[BRANO FORNITO]:
=-=-=

Se questo è un uomo è un libro, o meglio un romanzo, che testimonia e ricorda i sopravvissuti e le crudeltà accadute all’interno dei campi di concentramento nazisti che Primo Levi ha vissuto in prima persona
L’autore, come ha affermato anche in molte interviste, scrisse questo romanzo per liberarsi del male e delle orribili scene accadute all’interno del campo, scrisse un po’ come autoterapia ma anche perché si era ripromesso, quando si trovava all’interno del campo, che una volta fuori doveva scrivere un libro e raccontare la crudeltà e le brutalità che egli stesso, insieme a milioni di persone innocenti, aveva vissuto.
Scrive e racconta in prima persona, utilizzando un tono pacato e non arrabbiato (come giustamente avrebbe dovuto essere), utilizza il tono pacato perché voleva rendere la crudeltà che aveva vissuto ma senza impietosire nessuno, voleva essere solo un testimone.
All’interno del romanzo possiamo trovare anche dei riferimenti al classicismo, ovvero troviamo riferimenti alla Divina Commedia, poiché Levi paragona il lager all’Inferno dantesco, e ogni luogo a un girone sempre più terrificante, a partire dall’ingresso del campo associato all’iscrizione sulla porta dell’Inferno “Per me si va nella città dolente, per me si va ne l’eterno dolore, per me si va tra la perduta gente”.

=-=-=

[MATERIALE FORNITO]:
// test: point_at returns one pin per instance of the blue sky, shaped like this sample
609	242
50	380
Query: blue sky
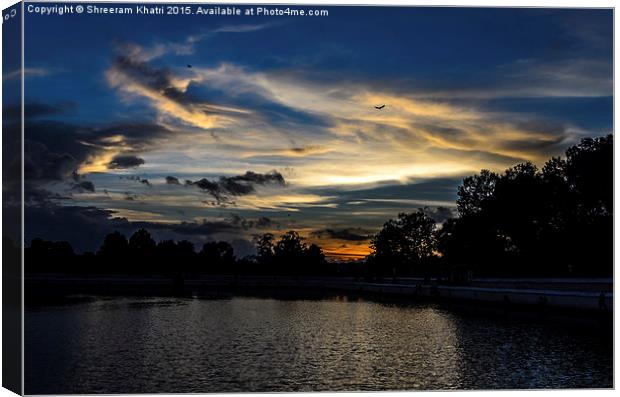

=-=-=

[AZIONI RICHIESTE]:
(1) Riporti fedelmente la parte del brano su «Se questo è un uomo» che inizia con "Se questo è" e termina con "innocenti, aveva vissuto.".
(2) Prosegua il brano su «Se questo è un uomo», riprendendo subito dopo l'ultima frase.
Il materiale qui riportato è distinto dal brano e va considerato a sé.

[RISPOSTE AI QUESITI]:
(1)
Se questo è un uomo è un libro, o meglio un romanzo, che testimonia e ricorda i sopravvissuti e le crudeltà accadute all’interno dei campi di concentramento nazisti che Primo Levi ha vissuto in prima persona
L’autore, come ha affermato anche in molte interviste, scrisse questo romanzo per liberarsi del male e delle orribili scene accadute all’interno del campo, scrisse un po’ come autoterapia ma anche perché si era ripromesso, quando si trovava all’interno del campo, che una volta fuori doveva scrivere un libro e raccontare la crudeltà e le brutalità che egli stesso, insieme a milioni di persone innocenti, aveva vissuto.

(2)
Questo romanzo viene ad oggi considerato come uno dei più significativi del dopoguerra e anche definito come ‘documento storico’.
Un momento che mi ha emozionato molto è quando stringe il rapporto di amicizia con Arthur, Lorenzo e Charles, che sono stati fondamentali per lui perché lo hanno aiutato a non scordarsi della propria identità.

Ho letto varie volte questo libro, mi è stato assegnato alle medie, poi i primi anni di liceo e ora all’ultimo, ma ogni volta è come se fosse la prima, anche perché penso che la natura umana non ami ricordare momenti così atroci della nostra storia. Ho persino letto altri libri, come per esempio gli esperimenti di Joseph Mengele, poiché mi hanno sempre incuriosito sin da piccola, perché mio nonno paterno all’età di cinque anni venne buttato fuori casa dai nazisti, i quali gli levarono tutto, compresi i genitori e i suoi tre fratelli che non rivide mai.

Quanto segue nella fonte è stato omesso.